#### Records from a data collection
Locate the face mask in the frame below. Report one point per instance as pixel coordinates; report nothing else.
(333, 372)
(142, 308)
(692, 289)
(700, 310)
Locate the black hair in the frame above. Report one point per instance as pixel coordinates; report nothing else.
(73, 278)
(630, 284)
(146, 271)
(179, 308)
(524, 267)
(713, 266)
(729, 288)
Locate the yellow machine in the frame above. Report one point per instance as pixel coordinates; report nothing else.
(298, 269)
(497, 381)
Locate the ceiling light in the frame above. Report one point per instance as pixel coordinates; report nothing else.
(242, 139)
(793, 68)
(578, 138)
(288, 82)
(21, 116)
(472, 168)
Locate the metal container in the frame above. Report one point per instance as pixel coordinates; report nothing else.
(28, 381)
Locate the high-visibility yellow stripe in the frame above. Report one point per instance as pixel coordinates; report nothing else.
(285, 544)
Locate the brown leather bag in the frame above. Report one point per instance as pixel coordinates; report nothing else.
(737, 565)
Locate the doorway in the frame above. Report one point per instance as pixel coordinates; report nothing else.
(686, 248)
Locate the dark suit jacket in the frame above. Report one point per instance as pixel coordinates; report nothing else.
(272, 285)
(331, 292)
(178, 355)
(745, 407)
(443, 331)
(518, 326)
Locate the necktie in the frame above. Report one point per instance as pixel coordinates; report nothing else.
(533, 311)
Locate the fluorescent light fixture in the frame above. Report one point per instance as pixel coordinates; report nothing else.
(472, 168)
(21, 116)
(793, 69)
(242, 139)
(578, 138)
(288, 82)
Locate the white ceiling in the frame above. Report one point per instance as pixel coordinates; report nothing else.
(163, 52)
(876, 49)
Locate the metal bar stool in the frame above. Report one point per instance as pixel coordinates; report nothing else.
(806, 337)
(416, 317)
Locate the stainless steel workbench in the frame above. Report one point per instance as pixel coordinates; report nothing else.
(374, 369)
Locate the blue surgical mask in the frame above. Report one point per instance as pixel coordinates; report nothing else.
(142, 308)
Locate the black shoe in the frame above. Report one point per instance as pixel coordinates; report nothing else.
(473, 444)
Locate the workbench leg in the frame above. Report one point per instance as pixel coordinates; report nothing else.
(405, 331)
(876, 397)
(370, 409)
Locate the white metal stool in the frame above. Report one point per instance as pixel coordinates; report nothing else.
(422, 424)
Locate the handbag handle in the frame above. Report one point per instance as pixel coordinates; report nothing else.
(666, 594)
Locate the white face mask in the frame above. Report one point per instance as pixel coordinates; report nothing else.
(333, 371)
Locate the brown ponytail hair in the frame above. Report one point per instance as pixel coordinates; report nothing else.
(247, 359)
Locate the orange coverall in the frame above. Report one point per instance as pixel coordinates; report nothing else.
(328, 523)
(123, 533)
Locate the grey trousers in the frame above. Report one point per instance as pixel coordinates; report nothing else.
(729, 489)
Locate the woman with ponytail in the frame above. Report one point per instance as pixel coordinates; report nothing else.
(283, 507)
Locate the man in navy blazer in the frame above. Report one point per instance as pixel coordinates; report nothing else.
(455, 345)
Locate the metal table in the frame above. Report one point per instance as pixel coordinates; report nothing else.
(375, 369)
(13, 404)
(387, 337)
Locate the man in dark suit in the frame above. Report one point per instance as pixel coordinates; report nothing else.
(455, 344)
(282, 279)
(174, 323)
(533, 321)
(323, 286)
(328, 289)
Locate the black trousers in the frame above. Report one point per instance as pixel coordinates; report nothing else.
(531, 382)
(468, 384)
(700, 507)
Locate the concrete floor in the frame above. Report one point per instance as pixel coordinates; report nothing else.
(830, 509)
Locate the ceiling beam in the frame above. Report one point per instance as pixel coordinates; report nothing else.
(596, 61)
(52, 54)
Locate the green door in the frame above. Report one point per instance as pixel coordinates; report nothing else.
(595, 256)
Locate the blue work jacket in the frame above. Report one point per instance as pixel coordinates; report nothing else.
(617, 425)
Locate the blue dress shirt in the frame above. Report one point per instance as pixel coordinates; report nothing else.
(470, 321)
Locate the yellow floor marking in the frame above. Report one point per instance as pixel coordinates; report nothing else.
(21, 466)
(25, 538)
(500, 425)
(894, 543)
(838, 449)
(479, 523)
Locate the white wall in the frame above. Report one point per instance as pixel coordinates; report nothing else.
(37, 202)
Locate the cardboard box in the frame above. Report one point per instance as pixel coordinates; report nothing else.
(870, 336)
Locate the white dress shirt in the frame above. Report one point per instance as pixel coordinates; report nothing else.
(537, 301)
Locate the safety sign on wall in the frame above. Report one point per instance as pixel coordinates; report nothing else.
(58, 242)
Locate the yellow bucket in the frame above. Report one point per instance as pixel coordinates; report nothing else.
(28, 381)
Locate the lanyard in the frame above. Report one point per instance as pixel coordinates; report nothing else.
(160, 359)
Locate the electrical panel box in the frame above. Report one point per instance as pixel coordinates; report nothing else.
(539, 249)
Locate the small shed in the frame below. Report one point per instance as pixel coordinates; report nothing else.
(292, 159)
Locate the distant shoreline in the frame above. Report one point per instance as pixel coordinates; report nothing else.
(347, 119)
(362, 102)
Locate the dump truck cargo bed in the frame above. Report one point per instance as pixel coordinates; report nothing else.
==
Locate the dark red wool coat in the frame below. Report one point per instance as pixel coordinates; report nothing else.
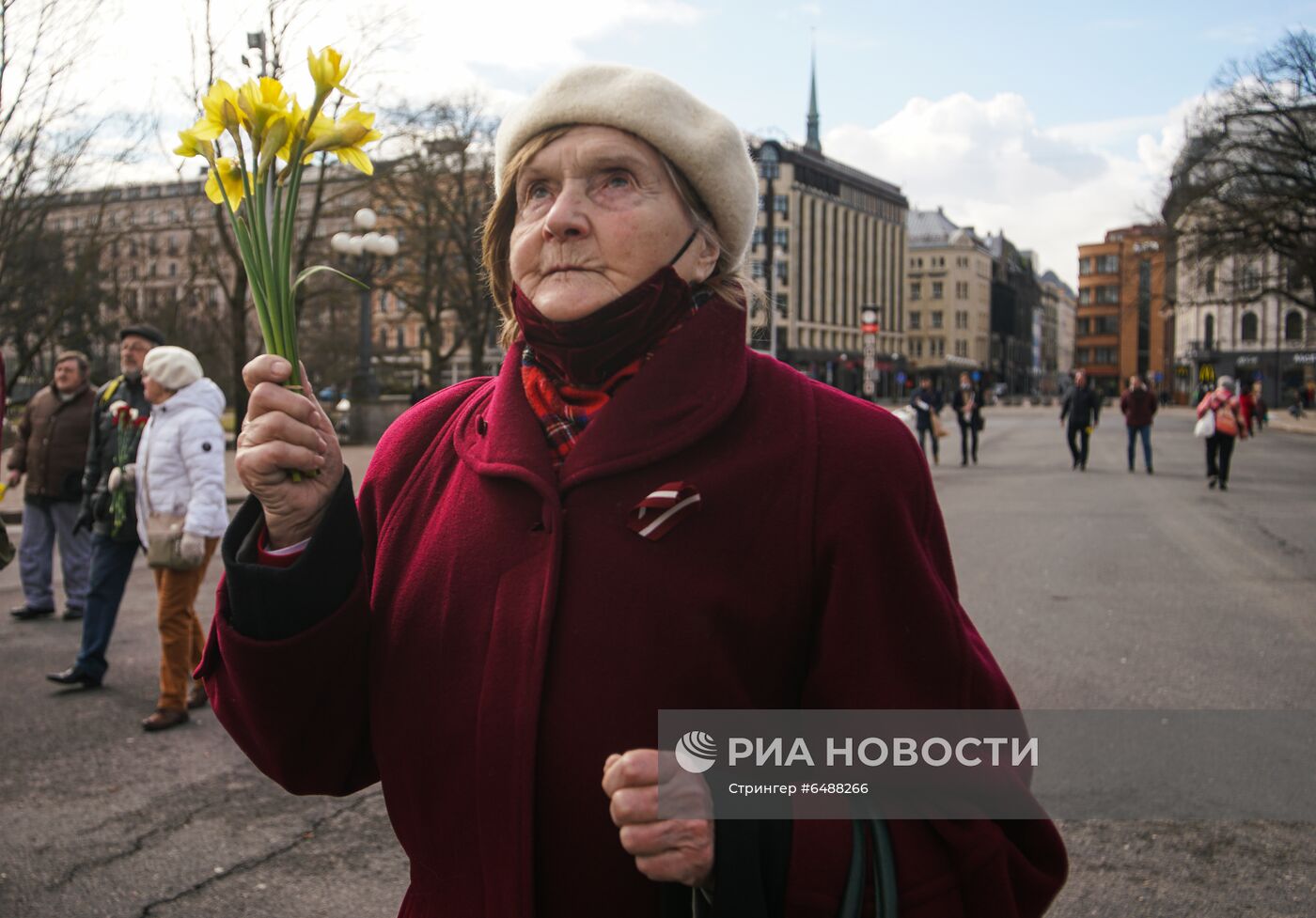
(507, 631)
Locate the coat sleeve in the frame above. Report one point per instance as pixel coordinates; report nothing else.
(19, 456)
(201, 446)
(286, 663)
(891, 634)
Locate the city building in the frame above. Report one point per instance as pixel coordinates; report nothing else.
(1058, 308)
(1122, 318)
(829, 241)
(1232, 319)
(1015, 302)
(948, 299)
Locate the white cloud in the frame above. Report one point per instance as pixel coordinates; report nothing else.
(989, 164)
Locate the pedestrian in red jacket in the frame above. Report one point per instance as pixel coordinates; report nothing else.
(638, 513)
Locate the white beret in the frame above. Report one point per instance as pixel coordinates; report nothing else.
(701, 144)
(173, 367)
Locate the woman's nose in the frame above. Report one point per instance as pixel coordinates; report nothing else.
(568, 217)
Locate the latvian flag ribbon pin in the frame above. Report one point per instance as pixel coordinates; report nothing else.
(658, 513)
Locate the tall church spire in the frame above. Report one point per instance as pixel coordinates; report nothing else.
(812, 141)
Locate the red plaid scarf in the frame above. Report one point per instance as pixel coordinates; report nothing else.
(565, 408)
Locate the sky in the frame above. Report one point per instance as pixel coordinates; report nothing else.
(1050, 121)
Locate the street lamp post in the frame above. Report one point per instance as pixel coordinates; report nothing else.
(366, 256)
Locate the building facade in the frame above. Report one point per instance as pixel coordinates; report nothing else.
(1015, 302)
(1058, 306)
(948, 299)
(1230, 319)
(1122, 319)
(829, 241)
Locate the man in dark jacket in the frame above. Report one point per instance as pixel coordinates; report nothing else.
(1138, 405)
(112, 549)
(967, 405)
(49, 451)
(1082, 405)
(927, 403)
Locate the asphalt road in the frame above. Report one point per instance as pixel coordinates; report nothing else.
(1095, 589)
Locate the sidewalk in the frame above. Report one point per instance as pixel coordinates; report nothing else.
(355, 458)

#### Work task
All lines in the data above from the one with "Locate the small" through the one with "Locate the dump" must be repeated exactly, and no others.

#### Response box
Locate the small shed in the frame below. Report one point per instance as pixel coordinates; report nothing else.
(292, 159)
Locate the distant shoreline in the frame above. Report one point per instance as pixel coordinates; report nothing else.
(347, 119)
(362, 102)
Locate the dump truck cargo bed in the frame above. Report one point per instance as pixel coordinates; report nothing else.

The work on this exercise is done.